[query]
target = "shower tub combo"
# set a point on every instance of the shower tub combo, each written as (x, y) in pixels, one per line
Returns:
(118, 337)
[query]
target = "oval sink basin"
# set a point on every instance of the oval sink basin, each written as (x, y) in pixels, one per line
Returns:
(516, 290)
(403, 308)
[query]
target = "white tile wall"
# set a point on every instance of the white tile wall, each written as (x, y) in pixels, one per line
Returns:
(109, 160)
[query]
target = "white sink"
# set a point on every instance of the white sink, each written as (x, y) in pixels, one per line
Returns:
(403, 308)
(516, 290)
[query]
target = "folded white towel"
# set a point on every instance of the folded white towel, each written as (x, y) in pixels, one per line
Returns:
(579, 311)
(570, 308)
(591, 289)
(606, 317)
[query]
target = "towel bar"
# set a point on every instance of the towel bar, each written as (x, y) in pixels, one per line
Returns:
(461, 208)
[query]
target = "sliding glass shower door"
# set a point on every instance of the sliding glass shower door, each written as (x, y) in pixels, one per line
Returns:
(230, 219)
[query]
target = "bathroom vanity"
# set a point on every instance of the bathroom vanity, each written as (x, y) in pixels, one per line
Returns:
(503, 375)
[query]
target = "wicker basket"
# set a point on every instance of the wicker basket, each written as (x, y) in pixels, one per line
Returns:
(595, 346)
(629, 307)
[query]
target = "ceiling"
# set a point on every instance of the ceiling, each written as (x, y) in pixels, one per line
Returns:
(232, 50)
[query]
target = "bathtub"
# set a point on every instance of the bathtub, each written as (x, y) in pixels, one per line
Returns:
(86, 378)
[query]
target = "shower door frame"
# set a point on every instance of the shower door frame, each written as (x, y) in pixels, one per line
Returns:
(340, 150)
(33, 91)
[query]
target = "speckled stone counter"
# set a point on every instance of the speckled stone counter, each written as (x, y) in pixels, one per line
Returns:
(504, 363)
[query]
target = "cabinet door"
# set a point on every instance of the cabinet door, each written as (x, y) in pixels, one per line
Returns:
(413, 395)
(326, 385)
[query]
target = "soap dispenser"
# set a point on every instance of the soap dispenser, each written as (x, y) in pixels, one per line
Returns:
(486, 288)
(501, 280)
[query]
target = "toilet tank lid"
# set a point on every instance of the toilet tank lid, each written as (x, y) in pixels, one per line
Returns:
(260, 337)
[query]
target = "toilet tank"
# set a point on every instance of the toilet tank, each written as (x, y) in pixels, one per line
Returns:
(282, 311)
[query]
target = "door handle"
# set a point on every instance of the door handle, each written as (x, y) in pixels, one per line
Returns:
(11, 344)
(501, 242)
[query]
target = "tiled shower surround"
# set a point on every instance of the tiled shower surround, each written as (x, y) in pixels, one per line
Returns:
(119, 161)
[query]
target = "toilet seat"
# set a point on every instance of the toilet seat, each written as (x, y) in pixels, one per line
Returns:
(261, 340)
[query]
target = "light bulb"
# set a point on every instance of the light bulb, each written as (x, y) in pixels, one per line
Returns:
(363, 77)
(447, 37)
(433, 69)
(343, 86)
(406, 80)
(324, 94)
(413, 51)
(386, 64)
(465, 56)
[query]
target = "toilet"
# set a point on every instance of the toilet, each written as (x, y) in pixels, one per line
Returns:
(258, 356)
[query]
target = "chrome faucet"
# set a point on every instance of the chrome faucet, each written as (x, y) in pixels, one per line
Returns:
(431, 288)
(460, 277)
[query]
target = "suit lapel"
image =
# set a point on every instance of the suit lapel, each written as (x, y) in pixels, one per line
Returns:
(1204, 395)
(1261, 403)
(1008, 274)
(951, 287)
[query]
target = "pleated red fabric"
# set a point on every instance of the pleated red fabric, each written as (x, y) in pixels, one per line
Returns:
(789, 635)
##########
What is needed is a verbatim copy of every line in the records above from the one containing "# set a point on every instance of the white tile" down to the one containing "# set a point on every instance of the ceiling, each", both included, and nothing more.

# set a point on every instance of the white tile wall, each written as (x, y) in pixels, one per line
Returns:
(109, 160)
[query]
target = "white sink"
# set a point on every instance of the white sink, each written as (x, y) in pixels, one per line
Returns:
(403, 308)
(516, 290)
[query]
target = "folded white towel"
# set a point on every instance of the folded white towel, each written as (x, y) in pixels, one per line
Returns:
(579, 311)
(570, 308)
(591, 289)
(606, 317)
[query]
target = "towel bar"
# set a point on every instance of the towel bar, each written as (x, y) in pixels, one per line
Returns:
(461, 208)
[query]
target = "sliding glass shower door"
# set a point on every instance of the sliding glass shower door, each written as (x, y) in pixels, one per line
Returns:
(230, 219)
[query]
target = "bathroom vanity"
# set a point on every instance of the bathroom vanity, each written as (x, y) in pixels, one per line
Returns:
(503, 375)
[query]
target = "wicker basket"
# set a point on every instance of the wicker basket, each written as (x, y) in pixels, one per line
Returns:
(595, 346)
(629, 307)
[query]
target = "ceiling"
# set a point on every instance of the ceiling, each written as (x, y) in pixels, one per line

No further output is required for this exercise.